● PROBLEM TO SOLVE: Below are the records; copy every line in them that holds the string "instance".
------ INPUT
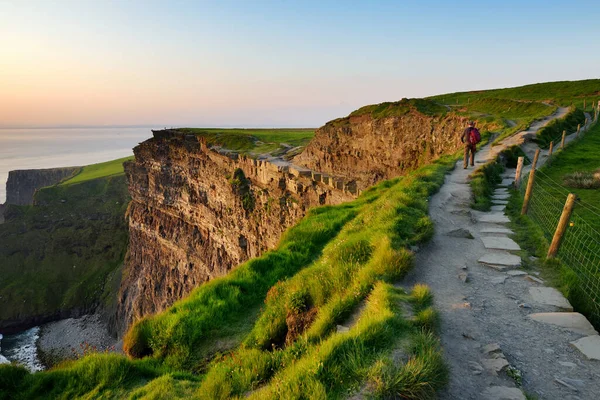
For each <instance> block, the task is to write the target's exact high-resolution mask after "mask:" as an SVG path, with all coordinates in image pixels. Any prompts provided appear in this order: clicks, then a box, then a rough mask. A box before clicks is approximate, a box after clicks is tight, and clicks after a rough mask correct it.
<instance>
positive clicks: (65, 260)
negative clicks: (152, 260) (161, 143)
mask: <svg viewBox="0 0 600 400" xmlns="http://www.w3.org/2000/svg"><path fill="white" fill-rule="evenodd" d="M119 161H120V160H119ZM105 164H109V165H111V167H110V168H105V169H102V170H101V171H102V173H107V174H109V176H106V177H98V176H99V171H98V169H96V168H94V167H95V166H92V168H90V170H91V171H90V172H91V173H87V172H88V167H85V168H84V169H83V172H82V173H81V174H80V175H77V176H76V177H75V178H73V179H77V178H78V177H81V176H83V177H86V176H87V178H88V179H85V180H83V179H81V178H79V179H77V180H76V181H75V183H72V182H70V181H69V182H70V183H72V184H69V185H57V186H51V187H48V188H44V189H42V190H40V191H38V192H37V193H36V197H35V200H36V202H37V203H38V204H39V205H36V206H12V205H11V206H9V208H8V210H7V212H6V215H7V217H8V218H7V221H6V223H4V224H2V225H0V242H1V243H2V246H0V275H1V276H2V279H1V280H0V297H1V298H2V307H0V320H10V319H24V318H27V317H32V316H44V315H45V316H49V315H52V314H54V313H57V312H59V311H61V310H63V311H65V310H72V309H86V308H89V307H91V306H93V305H95V304H97V303H98V302H99V301H106V302H112V301H114V298H115V294H114V293H107V292H106V291H105V282H106V281H107V278H109V277H111V276H112V275H113V274H116V273H117V270H118V268H119V267H120V265H121V263H122V260H123V257H124V254H125V251H126V246H127V227H126V223H125V220H124V218H123V215H124V212H125V209H126V207H127V204H128V202H129V193H128V191H127V184H126V182H125V176H124V174H123V173H122V166H121V163H120V162H119V163H118V164H117V163H105ZM115 165H118V166H120V169H121V173H117V174H114V172H115V168H114V166H115ZM117 170H118V168H117ZM92 177H94V178H95V179H93V178H92ZM77 182H78V183H77ZM106 287H107V289H106V290H109V288H110V287H111V285H106Z"/></svg>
------------
● OUTPUT BELOW:
For each <instance> block, the task is to write the target's exact high-resolution mask after "mask:" as an SVG path, with all coordinates in image pixels. Any prompts provided appear in this order: clicks, then a box, then a rough mask. A box before clicks is approximate, a box after clicks is tight, and clicks after a rough mask correct it.
<instance>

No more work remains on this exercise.